- QUESTÕES PARA ESTUDO -
[1] Transcreva literalmente o trecho sobre Policarpo Quaresma, começando em "O final do século" e terminando em "ilegal e antidemocrática.".
[2] No trecho sobre Policarpo Quaresma, traduza para o inglês a frase "Acreditava que a língua portuguesa era um empréstimo dos portugueses."

- TRECHO DO TEXTO -
========

O final do século XIX era o cenário da jornada do Major Policarpo Quaresma, avesso a estrangeirismos, e obcecado pela busca da língua e dos costumes verdadeiramente nacionais. Essa obsessão o levava a situações insólitas, tal qual alguns bolsonaristas expostos ao frio e à chuva, em nome de uma causa ilegal e antidemocrática.
Se alguém estendia a mão para cumprimentá-lo, o Major a recolhia, desatava a chorar e a esgoelar. Alegava que o aperto de mãos é fruto de estrangeirismos e que o cumprimento brasileiro deveria ser como o dos tupinambás, que choravam ao rever os amigos.
Contrário ao “petit-pois”, ele substituía as ervilhas pelo “feijão guandu”. Acreditava que a língua portuguesa era um empréstimo dos portugueses. Por isso, enviou ofício suplicando ao Congresso que decretasse o tupi-guarani como língua oficial. Acabou internado em um hospício.

========

- DADOS DE ENTRADA -

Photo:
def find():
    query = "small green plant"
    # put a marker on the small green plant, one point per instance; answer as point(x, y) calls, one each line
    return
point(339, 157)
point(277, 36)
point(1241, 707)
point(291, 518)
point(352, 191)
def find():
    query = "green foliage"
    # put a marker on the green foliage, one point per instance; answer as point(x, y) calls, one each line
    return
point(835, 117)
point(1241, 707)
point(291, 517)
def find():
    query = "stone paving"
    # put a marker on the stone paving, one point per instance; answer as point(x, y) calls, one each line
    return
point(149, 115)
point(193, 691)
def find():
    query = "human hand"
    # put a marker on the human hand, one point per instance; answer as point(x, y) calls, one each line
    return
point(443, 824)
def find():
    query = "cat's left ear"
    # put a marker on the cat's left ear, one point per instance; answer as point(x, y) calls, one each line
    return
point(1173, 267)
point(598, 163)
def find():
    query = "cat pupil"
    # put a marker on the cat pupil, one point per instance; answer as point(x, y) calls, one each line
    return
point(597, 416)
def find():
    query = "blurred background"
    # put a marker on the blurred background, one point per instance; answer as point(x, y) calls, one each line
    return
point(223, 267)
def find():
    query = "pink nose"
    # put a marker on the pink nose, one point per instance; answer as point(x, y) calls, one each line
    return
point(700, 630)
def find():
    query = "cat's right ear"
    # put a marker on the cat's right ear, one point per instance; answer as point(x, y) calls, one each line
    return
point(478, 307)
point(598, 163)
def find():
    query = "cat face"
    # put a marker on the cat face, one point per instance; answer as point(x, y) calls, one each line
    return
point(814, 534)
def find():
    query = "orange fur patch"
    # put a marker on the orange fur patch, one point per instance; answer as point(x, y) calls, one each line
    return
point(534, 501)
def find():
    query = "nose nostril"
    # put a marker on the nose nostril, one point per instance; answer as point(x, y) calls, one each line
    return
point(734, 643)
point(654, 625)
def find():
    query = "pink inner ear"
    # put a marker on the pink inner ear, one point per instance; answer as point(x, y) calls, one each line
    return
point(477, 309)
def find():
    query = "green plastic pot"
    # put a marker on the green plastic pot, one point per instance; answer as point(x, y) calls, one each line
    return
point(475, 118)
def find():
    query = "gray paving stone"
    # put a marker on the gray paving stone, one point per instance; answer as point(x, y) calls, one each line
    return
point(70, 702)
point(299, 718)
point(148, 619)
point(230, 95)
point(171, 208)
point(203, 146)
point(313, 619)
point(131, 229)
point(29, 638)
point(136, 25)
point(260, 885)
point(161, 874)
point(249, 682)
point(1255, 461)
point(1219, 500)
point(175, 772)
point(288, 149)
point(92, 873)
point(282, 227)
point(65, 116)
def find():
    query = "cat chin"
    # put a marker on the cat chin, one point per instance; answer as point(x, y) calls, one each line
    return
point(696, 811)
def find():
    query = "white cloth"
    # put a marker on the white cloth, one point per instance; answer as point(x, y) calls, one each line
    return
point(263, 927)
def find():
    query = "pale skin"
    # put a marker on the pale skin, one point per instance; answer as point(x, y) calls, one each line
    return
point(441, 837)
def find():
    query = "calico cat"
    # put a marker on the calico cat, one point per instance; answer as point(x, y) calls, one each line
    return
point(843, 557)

========

- GABARITO -
[1]
O final do século XIX era o cenário da jornada do Major Policarpo Quaresma, avesso a estrangeirismos, e obcecado pela busca da língua e dos costumes verdadeiramente nacionais. Essa obsessão o levava a situações insólitas, tal qual alguns bolsonaristas expostos ao frio e à chuva, em nome de uma causa ilegal e antidemocrática.

[2] He believed that the Portuguese language was a loan from the Portuguese.